Task brief: Render the entries below as a two-column CSV with the header text,answer, one row per entry, placing each entry's wording and its answer in separate quoted fields with line breaks turned into spaces. Leave the pictures out.
☆ ☆ ☆ ☆
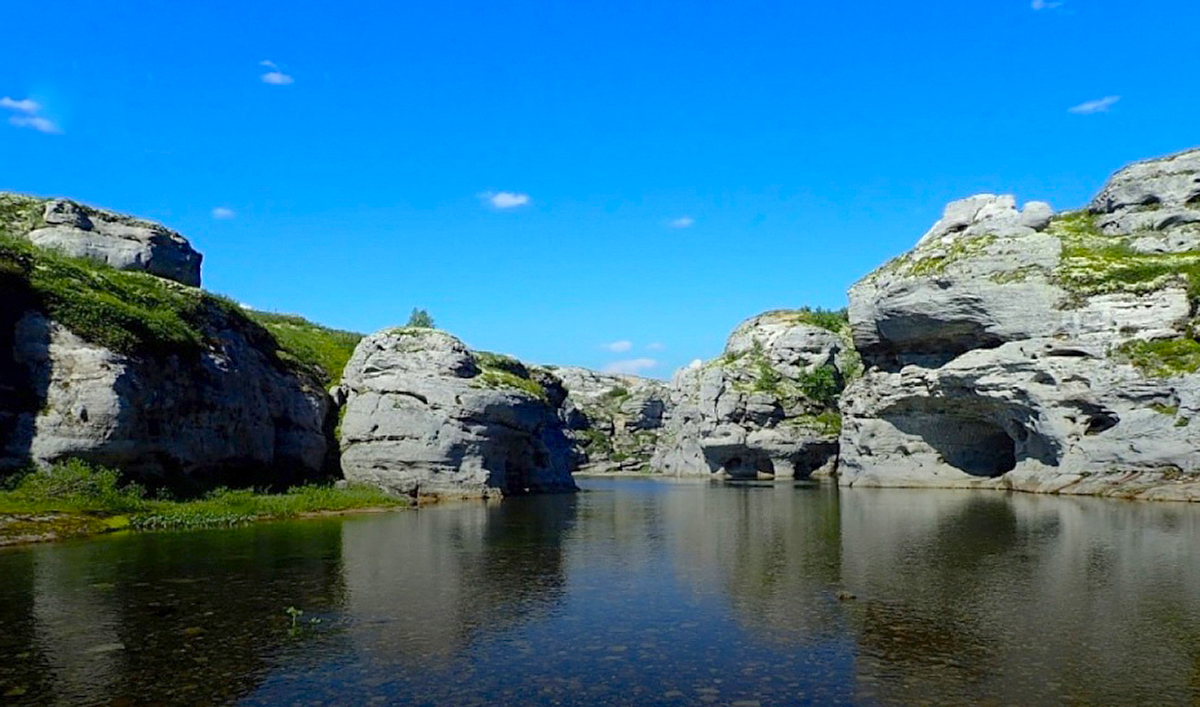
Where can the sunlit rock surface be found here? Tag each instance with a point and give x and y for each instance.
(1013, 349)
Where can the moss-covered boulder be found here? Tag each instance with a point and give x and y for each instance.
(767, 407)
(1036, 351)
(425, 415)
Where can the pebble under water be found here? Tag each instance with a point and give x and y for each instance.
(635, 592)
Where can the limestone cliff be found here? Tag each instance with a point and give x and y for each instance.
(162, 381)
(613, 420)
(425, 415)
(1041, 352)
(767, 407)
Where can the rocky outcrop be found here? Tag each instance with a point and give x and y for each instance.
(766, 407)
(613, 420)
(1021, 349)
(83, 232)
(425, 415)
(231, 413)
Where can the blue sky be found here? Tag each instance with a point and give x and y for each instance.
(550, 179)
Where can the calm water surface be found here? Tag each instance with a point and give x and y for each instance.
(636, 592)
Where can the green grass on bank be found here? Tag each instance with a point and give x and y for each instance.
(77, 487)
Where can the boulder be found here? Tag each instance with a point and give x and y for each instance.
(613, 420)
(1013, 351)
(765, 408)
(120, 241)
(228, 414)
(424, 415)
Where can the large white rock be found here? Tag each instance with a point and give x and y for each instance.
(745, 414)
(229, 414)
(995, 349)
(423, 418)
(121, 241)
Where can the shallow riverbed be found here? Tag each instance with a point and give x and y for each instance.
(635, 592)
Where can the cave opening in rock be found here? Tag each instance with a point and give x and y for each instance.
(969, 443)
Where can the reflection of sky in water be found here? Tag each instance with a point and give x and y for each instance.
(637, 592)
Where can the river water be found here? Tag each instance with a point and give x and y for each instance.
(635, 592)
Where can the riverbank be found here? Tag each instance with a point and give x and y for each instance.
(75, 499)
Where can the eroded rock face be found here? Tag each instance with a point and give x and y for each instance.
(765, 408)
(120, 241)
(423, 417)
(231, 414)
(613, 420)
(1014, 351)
☆ ☆ ☆ ☆
Exercise answer:
text,answer
"Where can the sunlit rock surface be found here? Tag each instance with a point and give x and y for each instance.","(1013, 349)"
"Where can the moss-covered boulder be found here? Tag each instance with a point and give x and y for each instance.","(767, 407) (1036, 351) (425, 415)"
"Where can the pebble under water be found here? Tag each instance with a point and give x and y for each instance.","(635, 592)"
"Where can the limestone cliff be found here? Tag each instance with a point and give x and y for each instance.","(162, 381) (613, 420) (425, 415) (1041, 352) (767, 407)"
"Where can the rocky outcrop be found here? Tag each instance with a point and give x and y for each instance.","(766, 407) (613, 420) (1021, 349) (83, 232) (425, 415) (231, 413)"
"Where can the blue sky be found here? Tag each instance with a point and give x and y for each instance.","(550, 179)"
"Where can the calm water surface be found here? Tag each instance with a point and give x and y for each instance.","(636, 592)"
"Where can the green grass on bank be found here? Tag each instance with a point and give x and y for each instance.","(77, 487)"
"Where can the boulder be found here? Tag each instance with a point and give x and y for each instance.","(613, 420) (1013, 351) (765, 408) (120, 241) (228, 414) (424, 415)"
"Where can the large white rock be found here? Tag each instance with a point and give x and y for each instance.","(745, 414) (229, 414) (995, 349) (423, 418) (121, 241)"
"Where can the shallow riverbed be found here? Tag each instance with a point and give x and y for each instance.","(635, 592)"
"Where can the cave opening in rock be found here? Tag each instance with a point and give x and y for each instance.","(969, 443)"
"Where can the reflection of sky in water be found here? Tag each instance with a point and give x and y for each instance.","(637, 592)"
"Where can the river water be found here? Tag each instance with a point and give x and y for each instance.","(635, 592)"
"Where can the riverbank be found here? Tag each instance with a point and give x and y for each instance.","(75, 499)"
"Where can the eroded rock face be found here? Tag each instance with a point and give x and y for each instance.","(765, 408) (120, 241) (423, 417) (231, 414) (613, 420) (1014, 351)"